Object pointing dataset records
□ □ □ □ □ □ □
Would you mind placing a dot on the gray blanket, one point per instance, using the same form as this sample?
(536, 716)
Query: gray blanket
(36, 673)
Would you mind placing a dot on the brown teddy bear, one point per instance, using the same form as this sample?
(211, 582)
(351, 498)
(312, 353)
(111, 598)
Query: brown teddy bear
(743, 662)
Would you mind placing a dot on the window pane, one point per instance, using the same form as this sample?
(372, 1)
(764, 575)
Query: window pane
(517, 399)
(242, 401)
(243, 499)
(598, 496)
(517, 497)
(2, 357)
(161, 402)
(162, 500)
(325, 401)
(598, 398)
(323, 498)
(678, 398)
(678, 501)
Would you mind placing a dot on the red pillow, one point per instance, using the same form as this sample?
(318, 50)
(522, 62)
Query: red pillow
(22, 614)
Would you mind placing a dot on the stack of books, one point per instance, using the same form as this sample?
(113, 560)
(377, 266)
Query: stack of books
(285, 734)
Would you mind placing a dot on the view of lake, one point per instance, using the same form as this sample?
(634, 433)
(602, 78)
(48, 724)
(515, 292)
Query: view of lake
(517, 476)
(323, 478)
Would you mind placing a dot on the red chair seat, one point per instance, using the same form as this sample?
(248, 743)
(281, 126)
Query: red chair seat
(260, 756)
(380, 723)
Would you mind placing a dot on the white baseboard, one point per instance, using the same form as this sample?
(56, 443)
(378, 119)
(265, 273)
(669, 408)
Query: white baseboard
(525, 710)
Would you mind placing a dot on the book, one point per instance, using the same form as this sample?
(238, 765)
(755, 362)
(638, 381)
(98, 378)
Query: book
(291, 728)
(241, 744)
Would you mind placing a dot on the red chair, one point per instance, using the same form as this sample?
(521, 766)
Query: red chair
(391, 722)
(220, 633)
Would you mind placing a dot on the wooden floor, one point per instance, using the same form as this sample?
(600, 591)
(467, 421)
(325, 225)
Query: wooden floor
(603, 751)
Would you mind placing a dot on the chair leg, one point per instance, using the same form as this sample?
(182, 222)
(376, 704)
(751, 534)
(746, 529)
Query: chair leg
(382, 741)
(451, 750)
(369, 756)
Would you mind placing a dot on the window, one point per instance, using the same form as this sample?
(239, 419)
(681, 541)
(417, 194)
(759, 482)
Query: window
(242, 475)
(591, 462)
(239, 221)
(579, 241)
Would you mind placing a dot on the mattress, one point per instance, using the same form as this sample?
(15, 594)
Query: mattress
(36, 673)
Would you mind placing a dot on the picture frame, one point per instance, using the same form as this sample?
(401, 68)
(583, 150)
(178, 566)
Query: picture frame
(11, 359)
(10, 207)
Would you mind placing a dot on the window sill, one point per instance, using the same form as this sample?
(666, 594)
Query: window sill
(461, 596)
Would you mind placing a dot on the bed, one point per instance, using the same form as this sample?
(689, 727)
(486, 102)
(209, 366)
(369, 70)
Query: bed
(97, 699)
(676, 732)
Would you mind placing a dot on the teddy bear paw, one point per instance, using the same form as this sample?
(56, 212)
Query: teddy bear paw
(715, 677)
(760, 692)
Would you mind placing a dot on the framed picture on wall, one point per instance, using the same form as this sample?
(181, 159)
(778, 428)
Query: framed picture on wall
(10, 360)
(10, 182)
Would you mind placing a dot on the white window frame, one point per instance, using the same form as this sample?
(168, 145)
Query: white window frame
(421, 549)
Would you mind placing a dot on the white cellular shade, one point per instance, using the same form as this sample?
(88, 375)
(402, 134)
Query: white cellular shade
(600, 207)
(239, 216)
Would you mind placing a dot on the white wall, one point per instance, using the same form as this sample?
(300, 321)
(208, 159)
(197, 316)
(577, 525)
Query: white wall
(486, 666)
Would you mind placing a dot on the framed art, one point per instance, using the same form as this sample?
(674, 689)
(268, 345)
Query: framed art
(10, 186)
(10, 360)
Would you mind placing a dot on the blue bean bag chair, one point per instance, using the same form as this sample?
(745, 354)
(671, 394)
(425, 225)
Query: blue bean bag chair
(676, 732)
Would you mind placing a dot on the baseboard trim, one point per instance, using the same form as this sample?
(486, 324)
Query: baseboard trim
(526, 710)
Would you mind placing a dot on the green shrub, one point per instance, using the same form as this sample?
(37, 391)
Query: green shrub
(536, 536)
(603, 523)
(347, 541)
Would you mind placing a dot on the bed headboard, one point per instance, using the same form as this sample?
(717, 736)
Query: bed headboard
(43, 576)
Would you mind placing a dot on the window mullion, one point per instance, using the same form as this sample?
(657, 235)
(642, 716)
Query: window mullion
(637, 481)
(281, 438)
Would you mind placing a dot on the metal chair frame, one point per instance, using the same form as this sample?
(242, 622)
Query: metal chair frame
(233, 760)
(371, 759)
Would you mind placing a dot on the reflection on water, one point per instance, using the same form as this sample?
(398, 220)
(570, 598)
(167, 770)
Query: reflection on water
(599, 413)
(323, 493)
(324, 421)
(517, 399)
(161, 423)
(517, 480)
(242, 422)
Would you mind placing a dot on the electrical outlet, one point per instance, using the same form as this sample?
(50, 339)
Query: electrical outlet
□ □ □ □ □ □ □
**Written instruction:**
Please quote all of the records above line for line.

**Right answer:**
Would you mind placing a dot on the gray blanket, one point per instance, using the same form as this sample?
(536, 716)
Query: gray blanket
(36, 673)
Would you mind placing a dot on the brown teddy bear, one point per instance, using the same form as this sample?
(211, 582)
(351, 498)
(312, 353)
(111, 598)
Query: brown teddy bear
(743, 662)
Would you mind placing a dot on the window pane, one point per instance, using the same form as this sample?
(372, 1)
(764, 575)
Query: window pane
(517, 399)
(242, 401)
(243, 499)
(598, 496)
(517, 497)
(2, 357)
(161, 402)
(162, 500)
(325, 401)
(598, 398)
(323, 498)
(678, 398)
(678, 501)
Would you mind placing a dot on the red pillow, one point per instance, using the same form as this sample?
(318, 50)
(522, 62)
Query: red pillow
(22, 614)
Would you mind placing a dot on the stack of books, one point per instance, using the same form as this sample?
(113, 560)
(377, 266)
Query: stack of books
(285, 734)
Would you mind placing a dot on the view of lake, one point per instance, using the same form as this sample?
(634, 433)
(602, 78)
(48, 724)
(515, 292)
Query: view of lake
(517, 476)
(323, 478)
Would you mind placing a dot on the red chair seat, one point per instance, using the same form as this sample?
(248, 743)
(281, 126)
Query: red chair seat
(260, 756)
(380, 723)
Would you mind placing a dot on the white baseboard, one point per instance, using the same form as this sample?
(56, 443)
(378, 119)
(265, 273)
(669, 408)
Query: white baseboard
(525, 710)
Would you mind placing a dot on the book, one point per instance, using the same form as this sample?
(238, 765)
(755, 362)
(638, 381)
(98, 378)
Query: book
(291, 728)
(241, 744)
Would you mind placing a dot on the red chair, one point per instance, using the same form as this sample?
(521, 766)
Query: red chair
(391, 722)
(220, 633)
Would you mind placing a dot on the wooden floor, one point per instance, using the same form as this sample?
(600, 591)
(467, 421)
(325, 225)
Query: wooden floor
(603, 751)
Would you mind placing a dot on the chair leg, one point per instance, using the same form as this sample?
(182, 222)
(376, 704)
(751, 534)
(746, 529)
Query: chair leg
(382, 741)
(451, 750)
(369, 756)
Would you mind placing a dot on the window, one point per instance, using the same form as this sample?
(239, 419)
(681, 541)
(417, 194)
(759, 482)
Query: window
(242, 475)
(591, 462)
(239, 221)
(579, 241)
Would you mind placing a dot on the mattress, one point per instance, using the same form as this sample?
(15, 594)
Query: mattress
(36, 673)
Would you mind placing a dot on the picture frame, one point per instance, using the same form as this sample?
(401, 68)
(583, 150)
(178, 566)
Query: picture frame
(11, 359)
(10, 207)
Would you mind placing a dot on the window sill, one point per instance, using the same form as this sample?
(666, 594)
Query: window sill
(461, 596)
Would you mind placing a dot on the bed, one point per instance, using the same form as this sample?
(689, 727)
(486, 102)
(209, 366)
(369, 70)
Query: bed
(97, 699)
(676, 732)
Would you mind placing a dot on the teddy bear paw, one point per instance, using the same form as this sample?
(56, 212)
Query: teddy bear paw
(715, 677)
(760, 692)
Would you mind placing a dot on the framed picture on wall, one point per instance, using the same form as this sample?
(181, 159)
(778, 428)
Query: framed picture on wall
(10, 360)
(10, 182)
Would you mind placing a dot on the white window frame, one point per instance, using the same form as this sample?
(168, 145)
Query: white window frame
(421, 549)
Would you mind placing a dot on the white cellular shade, one point per instance, using the same form as this sample?
(88, 375)
(402, 134)
Query: white cellular shade
(600, 207)
(239, 216)
Would you mind placing a dot on the white wall, one point per instance, using the same form as this sample?
(300, 321)
(208, 159)
(197, 316)
(577, 525)
Query: white wall
(486, 666)
Would you mind placing a dot on the framed art, one point per instance, using the same form as this sample?
(674, 689)
(268, 345)
Query: framed art
(10, 186)
(10, 360)
Would you mind placing a dot on the blue bean bag chair, one point per instance, using the same form as this sample?
(745, 354)
(671, 394)
(425, 225)
Query: blue bean bag chair
(676, 732)
Would you mind placing a dot on the baseboard trim, one point per instance, using the same form as this sample?
(486, 324)
Query: baseboard trim
(526, 710)
Would you mind placing a dot on the green shrub, one point per instance, using the same form as this sample?
(37, 391)
Query: green shrub
(536, 536)
(603, 523)
(347, 541)
Would you mind placing a dot on the bed headboard, one point per instance, using the same form as this sample?
(717, 736)
Query: bed headboard
(43, 576)
Would you mind placing a dot on the window mullion, one point per instance, using the same form as this sample?
(657, 235)
(642, 716)
Query: window mullion
(637, 481)
(281, 438)
Would you mind placing a dot on the metal chair frame, one point per instance, using the same form as this sample?
(242, 622)
Query: metal chair frame
(233, 760)
(371, 759)
Would you mind placing a dot on the reflection on water, one point per instance, using the same form as this sample?
(398, 220)
(570, 598)
(167, 770)
Query: reflection on water
(599, 413)
(323, 493)
(324, 421)
(517, 399)
(161, 423)
(517, 480)
(242, 422)
Would you mind placing a dot on the electrical outlet, one point per instance, using the same form as this sample?
(50, 339)
Query: electrical outlet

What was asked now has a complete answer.